▶ _Raw records_
──────

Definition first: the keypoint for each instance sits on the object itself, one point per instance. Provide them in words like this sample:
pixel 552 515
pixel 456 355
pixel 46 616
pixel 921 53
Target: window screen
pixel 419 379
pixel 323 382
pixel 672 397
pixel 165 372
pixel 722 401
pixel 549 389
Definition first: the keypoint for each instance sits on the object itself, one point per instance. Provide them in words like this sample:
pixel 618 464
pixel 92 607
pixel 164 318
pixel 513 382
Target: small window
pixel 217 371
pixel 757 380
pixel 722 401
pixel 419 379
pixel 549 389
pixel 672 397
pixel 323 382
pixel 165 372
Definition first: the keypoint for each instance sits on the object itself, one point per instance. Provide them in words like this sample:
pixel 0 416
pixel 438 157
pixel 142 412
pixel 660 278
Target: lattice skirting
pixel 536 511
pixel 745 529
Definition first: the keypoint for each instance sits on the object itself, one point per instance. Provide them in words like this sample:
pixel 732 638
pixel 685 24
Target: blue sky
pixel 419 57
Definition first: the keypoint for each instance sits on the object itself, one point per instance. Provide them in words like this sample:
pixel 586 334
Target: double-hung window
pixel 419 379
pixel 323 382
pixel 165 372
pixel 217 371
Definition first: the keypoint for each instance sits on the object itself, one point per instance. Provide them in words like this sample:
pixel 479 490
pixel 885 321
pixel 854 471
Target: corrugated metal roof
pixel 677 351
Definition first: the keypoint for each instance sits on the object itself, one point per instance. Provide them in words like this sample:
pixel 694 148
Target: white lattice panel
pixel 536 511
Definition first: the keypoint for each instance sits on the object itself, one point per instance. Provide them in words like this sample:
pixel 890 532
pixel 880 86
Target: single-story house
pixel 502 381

──────

▶ _Written task_
Copy out every line of the entries above word for word, from the first to the last.

▶ _Exercise result_
Definition first: the keypoint for each instance sits on the object itself, one point per instance. Provide them in words like this sample:
pixel 552 515
pixel 456 355
pixel 46 616
pixel 921 53
Target: window screen
pixel 419 379
pixel 323 382
pixel 672 397
pixel 165 372
pixel 722 401
pixel 549 389
Definition first: the keypoint for each instance sits on the object itself, one point per instance. Provide them in words like this sample:
pixel 618 464
pixel 92 607
pixel 164 318
pixel 513 382
Target: small window
pixel 217 371
pixel 757 380
pixel 722 401
pixel 419 379
pixel 549 389
pixel 672 397
pixel 323 382
pixel 165 372
Definition first: the keypoint for each instance sits on the object itself, one point per instance. Provide them in words like this sample:
pixel 0 416
pixel 438 157
pixel 142 412
pixel 660 278
Target: lattice skirting
pixel 536 511
pixel 745 529
Definition first: the keypoint for each instance sits on the object itself, one point per instance. Provide them in words like this sample:
pixel 732 638
pixel 685 24
Target: blue sky
pixel 419 57
Definition first: the keypoint for each instance sits on the object itself, one point per instance. Provide them in words like this sample:
pixel 586 334
Target: double-hung window
pixel 419 379
pixel 323 382
pixel 165 372
pixel 217 371
Definition first: the keypoint for each instance sits on the object itself, one point per instance. Provide them in words like this sample:
pixel 479 490
pixel 885 321
pixel 854 471
Target: corrugated metal roof
pixel 677 351
Definition first: the keypoint for each instance sits on the object itself, one point per instance. Provide them in words like this sample:
pixel 694 148
Target: white lattice panel
pixel 536 511
Definition first: the keypoint for each instance sits on the object itself, one point per instance. Provide them in words like this sample:
pixel 890 532
pixel 880 86
Target: single-story house
pixel 502 381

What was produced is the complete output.